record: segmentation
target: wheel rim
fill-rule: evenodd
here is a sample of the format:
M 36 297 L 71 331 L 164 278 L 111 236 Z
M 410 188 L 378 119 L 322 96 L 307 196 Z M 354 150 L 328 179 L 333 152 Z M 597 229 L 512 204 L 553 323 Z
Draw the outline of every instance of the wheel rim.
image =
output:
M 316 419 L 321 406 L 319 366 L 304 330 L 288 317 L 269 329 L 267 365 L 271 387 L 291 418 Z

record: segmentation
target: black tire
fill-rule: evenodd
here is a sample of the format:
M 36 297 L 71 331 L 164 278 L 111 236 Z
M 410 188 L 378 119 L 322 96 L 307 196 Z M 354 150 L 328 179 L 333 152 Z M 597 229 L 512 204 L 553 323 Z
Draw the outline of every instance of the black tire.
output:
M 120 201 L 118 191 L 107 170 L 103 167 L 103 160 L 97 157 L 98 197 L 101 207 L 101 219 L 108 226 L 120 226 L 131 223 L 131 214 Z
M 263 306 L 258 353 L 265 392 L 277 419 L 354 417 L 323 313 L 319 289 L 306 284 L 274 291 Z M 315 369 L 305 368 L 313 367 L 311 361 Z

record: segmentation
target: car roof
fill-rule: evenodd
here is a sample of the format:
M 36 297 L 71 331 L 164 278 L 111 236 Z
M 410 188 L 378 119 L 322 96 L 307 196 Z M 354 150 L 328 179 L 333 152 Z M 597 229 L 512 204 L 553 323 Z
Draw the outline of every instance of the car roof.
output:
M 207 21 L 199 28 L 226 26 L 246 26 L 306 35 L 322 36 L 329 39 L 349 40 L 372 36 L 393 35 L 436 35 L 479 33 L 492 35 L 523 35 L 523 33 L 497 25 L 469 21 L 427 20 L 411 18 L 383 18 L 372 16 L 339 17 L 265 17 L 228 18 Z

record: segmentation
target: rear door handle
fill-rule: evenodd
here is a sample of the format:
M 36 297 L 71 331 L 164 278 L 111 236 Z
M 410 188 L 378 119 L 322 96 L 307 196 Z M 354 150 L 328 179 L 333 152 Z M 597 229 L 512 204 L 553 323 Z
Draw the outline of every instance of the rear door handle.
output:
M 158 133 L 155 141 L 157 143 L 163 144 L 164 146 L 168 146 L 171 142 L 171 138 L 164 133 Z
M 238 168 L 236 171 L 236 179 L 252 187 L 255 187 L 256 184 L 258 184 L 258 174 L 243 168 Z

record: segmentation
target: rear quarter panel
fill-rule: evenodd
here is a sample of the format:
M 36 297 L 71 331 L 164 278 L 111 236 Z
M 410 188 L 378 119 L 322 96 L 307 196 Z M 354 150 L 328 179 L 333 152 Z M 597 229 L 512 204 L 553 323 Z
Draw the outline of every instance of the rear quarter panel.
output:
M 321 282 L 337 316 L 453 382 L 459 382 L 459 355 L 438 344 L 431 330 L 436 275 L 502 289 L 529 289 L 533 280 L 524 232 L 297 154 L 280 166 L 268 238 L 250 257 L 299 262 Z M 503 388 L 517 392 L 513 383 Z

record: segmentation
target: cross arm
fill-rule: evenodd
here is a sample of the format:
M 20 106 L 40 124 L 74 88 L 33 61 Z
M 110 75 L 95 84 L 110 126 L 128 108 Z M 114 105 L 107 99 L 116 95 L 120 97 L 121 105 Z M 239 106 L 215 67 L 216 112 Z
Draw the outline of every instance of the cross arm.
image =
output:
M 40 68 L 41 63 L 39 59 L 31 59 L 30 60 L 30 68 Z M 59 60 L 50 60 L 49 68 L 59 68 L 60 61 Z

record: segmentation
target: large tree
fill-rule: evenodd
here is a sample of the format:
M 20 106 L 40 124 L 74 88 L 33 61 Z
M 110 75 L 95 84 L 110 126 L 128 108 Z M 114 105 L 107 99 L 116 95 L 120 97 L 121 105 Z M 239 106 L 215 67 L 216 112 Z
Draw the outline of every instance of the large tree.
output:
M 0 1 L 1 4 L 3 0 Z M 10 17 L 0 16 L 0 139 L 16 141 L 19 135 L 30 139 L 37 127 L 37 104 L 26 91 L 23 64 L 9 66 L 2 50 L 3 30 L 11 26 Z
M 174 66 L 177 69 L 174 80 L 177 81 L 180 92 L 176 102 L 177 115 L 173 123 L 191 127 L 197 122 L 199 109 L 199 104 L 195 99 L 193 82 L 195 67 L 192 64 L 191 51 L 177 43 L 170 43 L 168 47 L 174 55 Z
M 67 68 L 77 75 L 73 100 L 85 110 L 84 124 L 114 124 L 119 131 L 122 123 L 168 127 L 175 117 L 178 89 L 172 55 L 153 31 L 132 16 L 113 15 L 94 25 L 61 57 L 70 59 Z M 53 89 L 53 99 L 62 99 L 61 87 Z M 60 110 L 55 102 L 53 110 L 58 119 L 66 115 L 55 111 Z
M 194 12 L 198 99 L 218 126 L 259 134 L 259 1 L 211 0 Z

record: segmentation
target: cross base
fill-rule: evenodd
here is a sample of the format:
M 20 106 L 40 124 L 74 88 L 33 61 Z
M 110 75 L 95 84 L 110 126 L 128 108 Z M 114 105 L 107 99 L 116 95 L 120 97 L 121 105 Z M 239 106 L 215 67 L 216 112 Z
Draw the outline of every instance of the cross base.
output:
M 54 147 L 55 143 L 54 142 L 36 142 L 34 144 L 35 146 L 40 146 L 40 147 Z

+ + + + + + +

== Work to complete ==
Every record must be transcribed exactly as written.

== Response ==
record: segmentation
target: wheel rim
fill-rule: evenodd
here is a sample of the format:
M 36 297 L 71 331 L 164 278 L 111 236 Z
M 410 188 L 378 119 L 322 96 L 307 196 Z M 354 150 L 328 179 L 333 152 Z M 597 229 L 512 204 L 553 323 Z
Draw the outline of every instance of the wheel rim.
image =
output:
M 316 419 L 321 406 L 319 366 L 304 330 L 288 317 L 269 329 L 267 365 L 271 387 L 291 418 Z

record: segmentation
target: black tire
fill-rule: evenodd
here is a sample of the format:
M 36 297 L 71 331 L 164 278 L 111 236 Z
M 410 188 L 378 119 L 322 96 L 307 196 Z M 354 150 L 328 179 L 333 152 Z M 597 229 L 512 204 L 553 323 Z
Draw the outline of every instance of the black tire.
output:
M 120 201 L 118 191 L 107 170 L 103 167 L 103 160 L 97 157 L 98 197 L 101 207 L 101 219 L 108 226 L 120 226 L 131 223 L 131 214 Z
M 263 306 L 258 353 L 265 392 L 277 419 L 354 417 L 323 313 L 319 289 L 306 284 L 274 291 Z M 315 369 L 305 368 L 313 367 L 311 361 Z

record: segmentation
target: car roof
fill-rule: evenodd
here is a sample of the format:
M 36 297 L 71 331 L 164 278 L 111 236 Z
M 410 188 L 378 119 L 322 96 L 307 196 Z M 354 150 L 328 179 L 333 152 Z M 597 229 L 512 204 L 553 323 Z
Draw the outline of every instance of the car roof.
output:
M 207 21 L 199 28 L 226 26 L 246 26 L 306 35 L 322 36 L 329 39 L 349 40 L 372 36 L 393 35 L 436 35 L 479 33 L 492 35 L 523 35 L 523 33 L 497 25 L 469 21 L 427 20 L 411 18 L 383 18 L 372 16 L 339 17 L 265 17 L 228 18 Z

record: segmentation
target: rear door handle
fill-rule: evenodd
here is a sample of the format:
M 36 297 L 71 331 L 164 278 L 111 236 Z
M 410 188 L 378 119 L 322 96 L 307 196 Z M 354 150 L 328 179 L 333 152 Z M 597 229 L 512 204 L 553 323 Z
Draw the outline of every instance of the rear door handle.
output:
M 158 133 L 155 141 L 157 143 L 163 144 L 164 146 L 168 146 L 171 142 L 171 138 L 164 133 Z
M 238 168 L 236 171 L 236 179 L 252 187 L 255 187 L 256 184 L 258 184 L 258 174 L 243 168 Z

record: segmentation
target: rear quarter panel
fill-rule: evenodd
here is a sample of the format:
M 36 297 L 71 331 L 164 278 L 111 236 Z
M 410 188 L 378 119 L 322 96 L 307 196 Z M 354 150 L 328 179 L 333 152 Z M 597 229 L 512 204 L 553 323 Z
Draw the outline of every instance of the rear quarter panel.
output:
M 321 282 L 337 316 L 453 382 L 459 382 L 459 355 L 438 344 L 431 330 L 436 275 L 502 289 L 529 289 L 533 280 L 524 232 L 297 154 L 280 166 L 268 238 L 250 257 L 299 262 Z M 503 388 L 517 392 L 513 383 Z

record: segmentation
target: cross arm
fill-rule: evenodd
here is a sample of the format:
M 20 106 L 40 124 L 74 88 L 33 61 Z
M 110 75 L 95 84 L 110 126 L 128 108 Z M 114 105 L 107 99 L 116 95 L 120 97 L 121 105 Z M 239 106 L 215 67 L 216 112 Z
Draw the outline of every instance of the cross arm.
image =
output:
M 40 68 L 41 63 L 39 59 L 31 59 L 30 60 L 30 68 Z M 59 60 L 50 60 L 49 68 L 59 68 L 60 61 Z

record: segmentation
target: large tree
fill-rule: evenodd
here is a sample of the format:
M 20 106 L 40 124 L 74 88 L 33 61 Z
M 110 75 L 95 84 L 110 126 L 128 108 Z M 114 105 L 107 99 L 116 95 L 120 97 L 121 105 Z M 239 106 L 215 67 L 216 112 Z
Draw the outline of every instance of the large tree.
output:
M 0 1 L 1 4 L 3 0 Z M 10 17 L 0 16 L 0 139 L 16 141 L 19 135 L 30 139 L 37 127 L 37 104 L 26 91 L 23 64 L 9 66 L 2 50 L 3 30 L 11 26 Z
M 174 66 L 177 69 L 174 80 L 177 81 L 180 92 L 176 102 L 177 115 L 173 123 L 191 127 L 197 122 L 199 109 L 199 104 L 195 99 L 193 82 L 195 67 L 192 64 L 191 51 L 177 43 L 170 43 L 168 47 L 174 55 Z
M 67 68 L 77 75 L 73 100 L 85 110 L 84 124 L 114 124 L 119 131 L 122 123 L 168 127 L 175 117 L 178 89 L 172 55 L 153 31 L 132 16 L 113 15 L 94 25 L 61 57 L 70 59 Z M 53 89 L 53 99 L 62 99 L 61 87 Z M 60 110 L 55 102 L 53 110 L 58 119 L 66 115 L 55 111 Z
M 194 12 L 198 99 L 218 126 L 259 134 L 259 1 L 211 0 Z

record: segmentation
target: cross base
fill-rule: evenodd
here is a sample of the format:
M 20 106 L 40 124 L 74 88 L 33 61 Z
M 110 75 L 95 84 L 110 126 L 128 108 Z M 114 105 L 107 99 L 116 95 L 120 97 L 121 105 Z M 239 106 L 215 67 L 216 112 Z
Draw the outline of every instance of the cross base.
output:
M 54 147 L 55 143 L 54 142 L 36 142 L 34 144 L 35 146 L 40 146 L 40 147 Z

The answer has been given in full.